Stored dataset items:
******

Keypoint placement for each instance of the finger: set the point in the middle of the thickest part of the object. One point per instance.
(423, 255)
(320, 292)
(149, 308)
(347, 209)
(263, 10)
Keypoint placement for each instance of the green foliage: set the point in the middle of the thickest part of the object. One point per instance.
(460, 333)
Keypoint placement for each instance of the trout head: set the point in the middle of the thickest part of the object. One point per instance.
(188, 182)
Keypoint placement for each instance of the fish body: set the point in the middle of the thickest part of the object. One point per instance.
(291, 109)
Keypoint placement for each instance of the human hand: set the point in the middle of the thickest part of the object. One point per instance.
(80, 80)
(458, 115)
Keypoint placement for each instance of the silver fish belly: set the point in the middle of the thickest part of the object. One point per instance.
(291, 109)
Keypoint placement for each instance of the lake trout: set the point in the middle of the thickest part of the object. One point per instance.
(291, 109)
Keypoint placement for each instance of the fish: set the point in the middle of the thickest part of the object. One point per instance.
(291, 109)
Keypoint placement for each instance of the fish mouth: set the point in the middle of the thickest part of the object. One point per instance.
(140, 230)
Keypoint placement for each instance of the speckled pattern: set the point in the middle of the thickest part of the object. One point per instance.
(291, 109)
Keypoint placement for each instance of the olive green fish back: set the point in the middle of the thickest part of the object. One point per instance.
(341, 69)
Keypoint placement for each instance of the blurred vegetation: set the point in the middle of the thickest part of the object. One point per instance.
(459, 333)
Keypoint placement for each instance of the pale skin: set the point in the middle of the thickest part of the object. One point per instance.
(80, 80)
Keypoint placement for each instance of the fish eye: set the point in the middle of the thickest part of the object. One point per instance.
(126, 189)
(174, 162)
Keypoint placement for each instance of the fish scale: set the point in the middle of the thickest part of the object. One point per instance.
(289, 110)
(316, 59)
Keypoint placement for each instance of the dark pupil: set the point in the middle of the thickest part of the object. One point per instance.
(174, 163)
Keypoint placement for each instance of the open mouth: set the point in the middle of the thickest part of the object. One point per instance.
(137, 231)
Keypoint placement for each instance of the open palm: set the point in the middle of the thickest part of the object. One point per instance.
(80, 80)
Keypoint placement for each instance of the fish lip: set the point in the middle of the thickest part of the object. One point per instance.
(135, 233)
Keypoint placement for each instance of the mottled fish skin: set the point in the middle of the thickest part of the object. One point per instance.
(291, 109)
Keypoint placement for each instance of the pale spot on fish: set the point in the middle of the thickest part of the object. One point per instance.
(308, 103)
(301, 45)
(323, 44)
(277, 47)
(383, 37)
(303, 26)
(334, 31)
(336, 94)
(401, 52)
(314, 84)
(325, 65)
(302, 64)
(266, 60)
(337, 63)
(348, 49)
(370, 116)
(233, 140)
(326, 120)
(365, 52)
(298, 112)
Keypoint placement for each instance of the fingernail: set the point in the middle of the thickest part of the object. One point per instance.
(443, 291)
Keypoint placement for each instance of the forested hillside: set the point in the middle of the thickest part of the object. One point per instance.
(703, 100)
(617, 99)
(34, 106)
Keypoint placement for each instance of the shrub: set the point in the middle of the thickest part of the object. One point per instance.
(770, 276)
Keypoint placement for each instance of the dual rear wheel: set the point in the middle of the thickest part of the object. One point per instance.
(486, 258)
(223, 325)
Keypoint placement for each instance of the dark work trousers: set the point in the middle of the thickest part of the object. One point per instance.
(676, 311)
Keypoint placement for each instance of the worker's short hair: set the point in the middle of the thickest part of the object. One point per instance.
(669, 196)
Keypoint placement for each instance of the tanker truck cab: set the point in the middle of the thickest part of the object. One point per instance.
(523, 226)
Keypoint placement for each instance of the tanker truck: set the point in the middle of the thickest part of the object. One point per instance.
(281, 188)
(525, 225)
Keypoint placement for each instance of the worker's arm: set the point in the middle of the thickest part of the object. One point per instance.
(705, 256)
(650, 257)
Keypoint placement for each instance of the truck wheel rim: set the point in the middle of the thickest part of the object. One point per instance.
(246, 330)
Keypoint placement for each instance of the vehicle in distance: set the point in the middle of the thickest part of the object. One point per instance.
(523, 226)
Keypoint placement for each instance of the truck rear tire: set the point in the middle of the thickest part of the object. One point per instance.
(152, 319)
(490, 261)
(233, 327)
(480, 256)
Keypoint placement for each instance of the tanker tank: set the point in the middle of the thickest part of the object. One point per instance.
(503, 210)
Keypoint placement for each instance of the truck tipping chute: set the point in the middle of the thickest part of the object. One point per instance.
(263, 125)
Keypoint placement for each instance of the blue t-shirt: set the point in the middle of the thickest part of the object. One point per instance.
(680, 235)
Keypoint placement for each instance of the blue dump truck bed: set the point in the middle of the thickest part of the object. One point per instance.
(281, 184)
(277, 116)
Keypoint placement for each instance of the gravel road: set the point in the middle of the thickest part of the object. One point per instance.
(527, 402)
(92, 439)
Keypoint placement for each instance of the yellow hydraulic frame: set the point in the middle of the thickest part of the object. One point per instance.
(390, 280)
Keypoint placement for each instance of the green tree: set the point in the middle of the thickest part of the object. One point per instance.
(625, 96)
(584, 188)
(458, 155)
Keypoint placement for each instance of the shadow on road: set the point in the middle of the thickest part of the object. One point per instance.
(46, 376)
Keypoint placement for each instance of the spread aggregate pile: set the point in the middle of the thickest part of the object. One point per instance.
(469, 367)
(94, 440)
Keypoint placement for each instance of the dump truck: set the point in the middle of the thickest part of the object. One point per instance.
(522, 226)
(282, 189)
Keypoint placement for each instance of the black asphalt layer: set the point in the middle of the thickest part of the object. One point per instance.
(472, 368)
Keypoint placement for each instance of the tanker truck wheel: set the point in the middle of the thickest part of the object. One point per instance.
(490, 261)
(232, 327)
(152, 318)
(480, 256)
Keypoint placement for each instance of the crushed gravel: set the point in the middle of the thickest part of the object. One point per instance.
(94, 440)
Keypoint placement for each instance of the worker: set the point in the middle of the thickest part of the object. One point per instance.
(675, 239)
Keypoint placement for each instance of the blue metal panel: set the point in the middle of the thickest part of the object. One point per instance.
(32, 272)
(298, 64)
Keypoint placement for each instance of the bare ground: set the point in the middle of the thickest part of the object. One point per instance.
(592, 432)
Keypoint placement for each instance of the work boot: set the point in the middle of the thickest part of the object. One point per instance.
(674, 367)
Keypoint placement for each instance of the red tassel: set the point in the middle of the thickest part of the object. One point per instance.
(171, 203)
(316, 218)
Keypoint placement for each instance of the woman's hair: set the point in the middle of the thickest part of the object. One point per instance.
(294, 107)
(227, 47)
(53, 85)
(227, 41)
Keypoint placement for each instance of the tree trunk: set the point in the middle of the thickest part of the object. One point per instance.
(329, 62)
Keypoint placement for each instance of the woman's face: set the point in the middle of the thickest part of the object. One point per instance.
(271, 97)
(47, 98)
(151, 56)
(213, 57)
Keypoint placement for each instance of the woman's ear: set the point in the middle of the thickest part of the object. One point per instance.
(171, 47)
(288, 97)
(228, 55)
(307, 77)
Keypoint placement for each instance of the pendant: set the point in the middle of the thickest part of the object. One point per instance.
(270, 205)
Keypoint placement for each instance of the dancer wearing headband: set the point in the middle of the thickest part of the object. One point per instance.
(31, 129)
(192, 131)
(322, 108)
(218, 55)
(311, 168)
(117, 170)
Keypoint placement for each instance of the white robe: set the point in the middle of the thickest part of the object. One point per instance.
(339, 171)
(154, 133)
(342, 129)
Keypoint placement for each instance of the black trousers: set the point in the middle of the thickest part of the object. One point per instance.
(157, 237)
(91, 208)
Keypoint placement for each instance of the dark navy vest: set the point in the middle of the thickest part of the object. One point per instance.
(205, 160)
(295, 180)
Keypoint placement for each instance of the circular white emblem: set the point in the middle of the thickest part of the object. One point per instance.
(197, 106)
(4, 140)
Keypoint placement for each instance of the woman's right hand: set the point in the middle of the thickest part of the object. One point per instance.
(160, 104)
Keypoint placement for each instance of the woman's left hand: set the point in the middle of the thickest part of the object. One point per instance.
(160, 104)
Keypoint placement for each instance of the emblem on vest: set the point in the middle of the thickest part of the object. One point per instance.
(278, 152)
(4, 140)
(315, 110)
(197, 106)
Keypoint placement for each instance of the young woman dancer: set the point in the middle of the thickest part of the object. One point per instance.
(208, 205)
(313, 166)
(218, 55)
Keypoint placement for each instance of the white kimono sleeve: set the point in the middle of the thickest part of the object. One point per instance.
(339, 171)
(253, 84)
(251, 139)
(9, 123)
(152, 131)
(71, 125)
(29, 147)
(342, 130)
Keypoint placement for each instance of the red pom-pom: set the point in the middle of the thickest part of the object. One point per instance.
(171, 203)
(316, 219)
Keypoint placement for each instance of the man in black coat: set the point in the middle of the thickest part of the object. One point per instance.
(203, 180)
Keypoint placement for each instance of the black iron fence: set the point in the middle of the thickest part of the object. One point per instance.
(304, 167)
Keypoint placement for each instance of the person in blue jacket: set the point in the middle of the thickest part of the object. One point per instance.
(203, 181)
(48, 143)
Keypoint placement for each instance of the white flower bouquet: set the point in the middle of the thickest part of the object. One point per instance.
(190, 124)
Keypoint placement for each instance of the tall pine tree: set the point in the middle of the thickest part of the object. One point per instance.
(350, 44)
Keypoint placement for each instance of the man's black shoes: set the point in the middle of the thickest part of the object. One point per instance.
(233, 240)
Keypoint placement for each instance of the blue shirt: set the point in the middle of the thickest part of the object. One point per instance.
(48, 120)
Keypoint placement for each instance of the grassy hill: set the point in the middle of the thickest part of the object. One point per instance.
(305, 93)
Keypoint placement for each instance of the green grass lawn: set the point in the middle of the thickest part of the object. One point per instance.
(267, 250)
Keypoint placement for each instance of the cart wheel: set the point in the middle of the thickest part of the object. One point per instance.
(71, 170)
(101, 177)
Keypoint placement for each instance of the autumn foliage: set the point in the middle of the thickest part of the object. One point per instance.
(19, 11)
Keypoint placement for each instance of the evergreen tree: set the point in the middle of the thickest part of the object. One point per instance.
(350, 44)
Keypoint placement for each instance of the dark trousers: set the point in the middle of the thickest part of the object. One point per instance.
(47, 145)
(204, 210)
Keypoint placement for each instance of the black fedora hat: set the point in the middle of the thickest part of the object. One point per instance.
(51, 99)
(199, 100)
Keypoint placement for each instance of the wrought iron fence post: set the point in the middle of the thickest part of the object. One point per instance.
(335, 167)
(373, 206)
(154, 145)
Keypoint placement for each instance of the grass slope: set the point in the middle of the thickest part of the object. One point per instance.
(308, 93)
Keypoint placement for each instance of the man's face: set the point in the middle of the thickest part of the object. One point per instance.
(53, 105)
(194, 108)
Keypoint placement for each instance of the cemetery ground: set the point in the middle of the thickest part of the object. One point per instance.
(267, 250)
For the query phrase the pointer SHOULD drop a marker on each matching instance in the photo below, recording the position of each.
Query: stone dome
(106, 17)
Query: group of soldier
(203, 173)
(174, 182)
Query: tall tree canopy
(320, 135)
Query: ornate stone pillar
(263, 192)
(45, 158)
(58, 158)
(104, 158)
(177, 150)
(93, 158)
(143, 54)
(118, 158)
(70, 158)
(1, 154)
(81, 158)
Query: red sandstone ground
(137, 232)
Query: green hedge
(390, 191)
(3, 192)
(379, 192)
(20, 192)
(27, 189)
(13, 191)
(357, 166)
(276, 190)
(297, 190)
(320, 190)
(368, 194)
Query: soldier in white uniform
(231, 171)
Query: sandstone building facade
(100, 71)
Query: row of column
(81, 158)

******

TASK DESCRIPTION: Your output should be the lines from the one with "For the query" through the last line of the entries above, copied exactly and nothing more.

SOLUTION TO THE PROBLEM:
For the query phrase the pointer SHOULD drop a marker on each matching instance in the photo below, recording the position of each.
Query: stone dome
(106, 17)
Query: group of soldier
(203, 173)
(174, 182)
Query: tall tree canopy
(320, 135)
Query: ornate stone pillar
(263, 192)
(45, 158)
(58, 158)
(104, 158)
(177, 150)
(93, 158)
(143, 54)
(118, 158)
(70, 158)
(1, 154)
(81, 158)
Query: red sandstone ground
(137, 232)
Query: green hedge
(390, 191)
(3, 192)
(379, 192)
(20, 192)
(27, 189)
(13, 191)
(357, 166)
(276, 190)
(297, 190)
(320, 190)
(368, 194)
Query: soldier in white uniform
(231, 171)
Query: sandstone building facade
(100, 71)
Query: row of column
(81, 158)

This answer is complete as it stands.